## GIVEN EXERCISE
Format the lines from the one holding "task: segment the wooden table" through the last line, inclusive, as a Markdown table with the columns Row and Line. Skip blank lines and leave the pictures out.

Outline records
- - - -

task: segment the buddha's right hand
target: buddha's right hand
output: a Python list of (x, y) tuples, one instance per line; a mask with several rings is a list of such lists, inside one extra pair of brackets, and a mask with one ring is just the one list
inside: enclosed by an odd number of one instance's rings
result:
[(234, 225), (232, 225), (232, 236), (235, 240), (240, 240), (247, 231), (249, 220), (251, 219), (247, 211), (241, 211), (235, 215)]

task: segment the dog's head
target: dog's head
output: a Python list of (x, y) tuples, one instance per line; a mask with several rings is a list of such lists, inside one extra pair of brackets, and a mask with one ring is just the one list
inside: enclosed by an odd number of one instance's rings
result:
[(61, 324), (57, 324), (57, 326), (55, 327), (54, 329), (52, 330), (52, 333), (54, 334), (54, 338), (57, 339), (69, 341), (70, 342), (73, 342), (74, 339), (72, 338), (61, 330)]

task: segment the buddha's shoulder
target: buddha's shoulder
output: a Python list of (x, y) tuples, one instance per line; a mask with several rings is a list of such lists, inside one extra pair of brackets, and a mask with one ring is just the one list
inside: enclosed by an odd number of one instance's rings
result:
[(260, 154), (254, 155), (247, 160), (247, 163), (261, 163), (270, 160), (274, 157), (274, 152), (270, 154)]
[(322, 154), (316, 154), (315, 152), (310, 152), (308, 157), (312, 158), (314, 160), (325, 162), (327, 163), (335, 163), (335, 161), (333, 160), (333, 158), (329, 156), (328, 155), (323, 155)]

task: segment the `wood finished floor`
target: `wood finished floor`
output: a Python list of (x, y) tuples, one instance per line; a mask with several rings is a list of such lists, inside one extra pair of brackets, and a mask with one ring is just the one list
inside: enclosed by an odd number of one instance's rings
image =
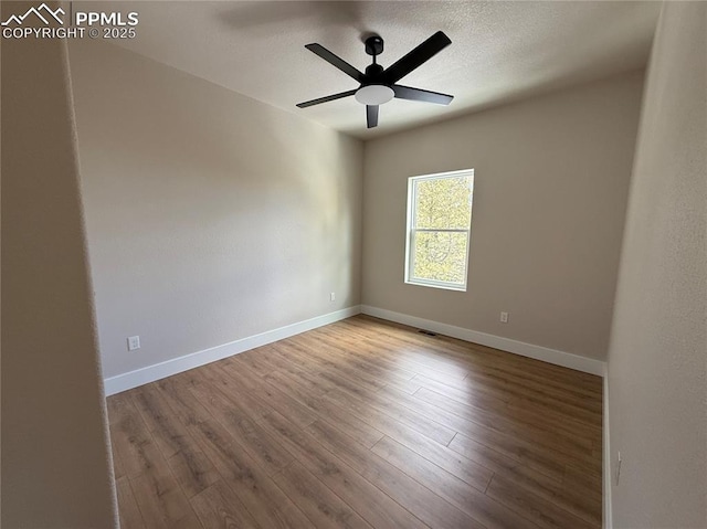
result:
[(123, 529), (601, 527), (600, 378), (366, 316), (108, 416)]

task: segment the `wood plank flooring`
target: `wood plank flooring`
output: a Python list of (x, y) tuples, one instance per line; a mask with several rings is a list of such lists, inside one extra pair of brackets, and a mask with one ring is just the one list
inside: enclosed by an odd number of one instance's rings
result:
[(123, 529), (601, 527), (600, 378), (367, 316), (108, 416)]

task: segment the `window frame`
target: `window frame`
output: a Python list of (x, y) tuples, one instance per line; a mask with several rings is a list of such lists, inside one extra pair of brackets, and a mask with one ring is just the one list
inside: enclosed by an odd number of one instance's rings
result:
[[(468, 228), (463, 229), (416, 229), (414, 226), (416, 211), (416, 183), (425, 180), (439, 180), (443, 178), (468, 177), (472, 192), (472, 214), (469, 214)], [(472, 215), (474, 210), (474, 169), (461, 169), (457, 171), (435, 172), (408, 178), (408, 219), (405, 232), (405, 273), (404, 282), (408, 285), (426, 286), (445, 290), (466, 292), (468, 284), (468, 257), (472, 244)], [(466, 253), (464, 258), (464, 283), (441, 282), (435, 279), (421, 279), (413, 276), (414, 271), (414, 236), (418, 232), (428, 233), (466, 233)]]

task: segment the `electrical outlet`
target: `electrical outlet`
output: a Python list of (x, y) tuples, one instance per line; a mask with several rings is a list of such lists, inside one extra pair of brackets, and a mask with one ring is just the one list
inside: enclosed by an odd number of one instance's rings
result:
[(139, 348), (140, 348), (140, 337), (139, 336), (128, 337), (128, 351), (135, 351)]
[(620, 478), (621, 478), (621, 451), (616, 453), (616, 486), (619, 486)]

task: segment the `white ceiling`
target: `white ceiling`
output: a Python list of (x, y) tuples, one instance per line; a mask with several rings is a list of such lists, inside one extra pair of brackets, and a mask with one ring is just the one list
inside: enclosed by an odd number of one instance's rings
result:
[[(658, 2), (618, 1), (110, 6), (139, 13), (138, 36), (118, 45), (363, 138), (643, 67), (659, 10)], [(453, 94), (449, 107), (393, 99), (381, 106), (379, 127), (371, 130), (366, 129), (363, 106), (354, 97), (295, 107), (357, 88), (354, 80), (305, 44), (318, 42), (362, 71), (370, 64), (365, 35), (383, 38), (379, 63), (389, 66), (437, 30), (452, 45), (401, 84)]]

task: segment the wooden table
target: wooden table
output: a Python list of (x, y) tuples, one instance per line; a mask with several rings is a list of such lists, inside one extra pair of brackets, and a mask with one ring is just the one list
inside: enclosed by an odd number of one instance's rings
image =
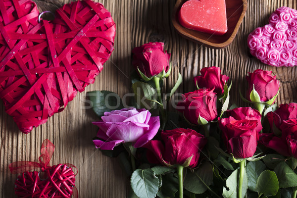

- - - -

## WRITTEN REPLY
| Row | Line |
|---|---|
| 1 | task: segment the wooden table |
| 2 | target: wooden table |
| 3 | output: a Python list of (x, y) tuples, one instance per line; a mask with several rings is a list of such lists, inside one extra pair of brackets, and a mask with one ring is just the one list |
| 4 | inside: enclosed by an odd number of one instance's rings |
| 5 | image = |